Given request ::
Copy out the entries below, substituting "format example" for every occurrence of "formatted sample" and changing nothing else.

Exercise material ::
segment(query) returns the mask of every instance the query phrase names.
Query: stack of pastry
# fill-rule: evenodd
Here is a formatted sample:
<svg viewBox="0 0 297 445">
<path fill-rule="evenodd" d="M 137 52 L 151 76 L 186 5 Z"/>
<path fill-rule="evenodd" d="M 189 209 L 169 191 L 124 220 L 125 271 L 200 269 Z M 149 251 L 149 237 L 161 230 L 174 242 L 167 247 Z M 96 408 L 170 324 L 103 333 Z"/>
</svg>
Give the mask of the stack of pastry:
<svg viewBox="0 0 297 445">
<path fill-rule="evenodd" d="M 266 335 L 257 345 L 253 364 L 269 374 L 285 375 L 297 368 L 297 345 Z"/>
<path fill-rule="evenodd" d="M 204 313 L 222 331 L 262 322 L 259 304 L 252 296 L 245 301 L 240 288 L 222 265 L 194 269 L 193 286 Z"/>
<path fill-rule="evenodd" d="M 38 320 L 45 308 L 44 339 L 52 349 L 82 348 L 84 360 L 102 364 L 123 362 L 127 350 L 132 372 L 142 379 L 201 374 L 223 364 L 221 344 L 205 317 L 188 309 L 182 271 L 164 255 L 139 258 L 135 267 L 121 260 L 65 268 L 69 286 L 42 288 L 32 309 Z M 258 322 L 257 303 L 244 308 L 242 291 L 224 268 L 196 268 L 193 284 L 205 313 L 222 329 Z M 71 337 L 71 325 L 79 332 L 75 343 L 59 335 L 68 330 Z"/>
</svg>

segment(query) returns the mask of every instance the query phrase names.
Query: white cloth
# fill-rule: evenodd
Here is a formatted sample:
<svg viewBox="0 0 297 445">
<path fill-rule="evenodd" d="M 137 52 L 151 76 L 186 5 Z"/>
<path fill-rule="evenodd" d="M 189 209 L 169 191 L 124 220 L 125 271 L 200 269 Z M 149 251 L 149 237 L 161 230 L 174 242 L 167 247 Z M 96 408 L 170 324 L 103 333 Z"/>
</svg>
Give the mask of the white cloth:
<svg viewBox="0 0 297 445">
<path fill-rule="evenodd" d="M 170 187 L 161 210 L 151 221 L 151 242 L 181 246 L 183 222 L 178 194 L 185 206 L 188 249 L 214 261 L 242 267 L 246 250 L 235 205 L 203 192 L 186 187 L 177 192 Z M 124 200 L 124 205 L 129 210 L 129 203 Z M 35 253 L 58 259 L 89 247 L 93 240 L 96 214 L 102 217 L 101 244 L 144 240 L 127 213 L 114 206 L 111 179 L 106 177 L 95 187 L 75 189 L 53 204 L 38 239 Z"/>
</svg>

Response below ::
segment(query) returns the mask of every instance the query phrase names.
Query: stack of pastry
# fill-rule: evenodd
Here is a format example:
<svg viewBox="0 0 297 445">
<path fill-rule="evenodd" d="M 137 52 L 151 76 L 186 5 Z"/>
<path fill-rule="evenodd" d="M 189 209 L 169 191 L 124 220 L 125 271 L 200 269 Z M 149 251 L 149 237 L 161 230 L 174 242 L 167 247 Z M 96 408 L 170 324 L 103 333 Z"/>
</svg>
Give the mask of the stack of pastry:
<svg viewBox="0 0 297 445">
<path fill-rule="evenodd" d="M 266 335 L 257 345 L 253 364 L 269 374 L 285 375 L 297 368 L 297 345 Z"/>
<path fill-rule="evenodd" d="M 204 313 L 222 331 L 262 322 L 259 304 L 252 296 L 245 301 L 240 288 L 222 265 L 194 269 L 193 286 Z"/>
<path fill-rule="evenodd" d="M 38 320 L 45 308 L 44 339 L 52 349 L 82 348 L 84 360 L 102 364 L 123 362 L 127 350 L 132 372 L 142 379 L 201 374 L 223 364 L 221 344 L 205 317 L 188 309 L 182 271 L 164 255 L 139 258 L 135 267 L 121 260 L 65 268 L 69 286 L 42 288 L 32 309 Z M 258 322 L 257 303 L 244 308 L 242 291 L 224 268 L 196 268 L 193 284 L 205 313 L 222 329 Z M 71 337 L 71 325 L 79 332 L 75 343 L 59 335 L 68 330 Z"/>
</svg>

segment(query) returns the mask of every instance the query phrase names.
Query: white cloth
# fill-rule: evenodd
Here is a format example:
<svg viewBox="0 0 297 445">
<path fill-rule="evenodd" d="M 137 52 L 151 76 L 186 5 Z"/>
<path fill-rule="evenodd" d="M 189 209 L 169 191 L 124 220 L 125 271 L 200 269 Z M 149 251 L 149 237 L 161 230 L 174 242 L 167 247 Z M 96 408 L 170 324 L 103 333 Z"/>
</svg>
Give the mask of the white cloth:
<svg viewBox="0 0 297 445">
<path fill-rule="evenodd" d="M 170 187 L 161 210 L 151 221 L 151 242 L 181 246 L 183 222 L 178 194 L 185 206 L 188 249 L 214 261 L 242 267 L 246 250 L 235 205 L 203 192 L 186 187 L 177 192 Z M 124 200 L 124 205 L 129 210 L 129 203 Z M 35 253 L 58 259 L 89 247 L 93 240 L 96 214 L 102 217 L 101 244 L 144 240 L 127 213 L 114 206 L 111 179 L 106 177 L 95 187 L 75 189 L 53 204 L 38 239 Z"/>
</svg>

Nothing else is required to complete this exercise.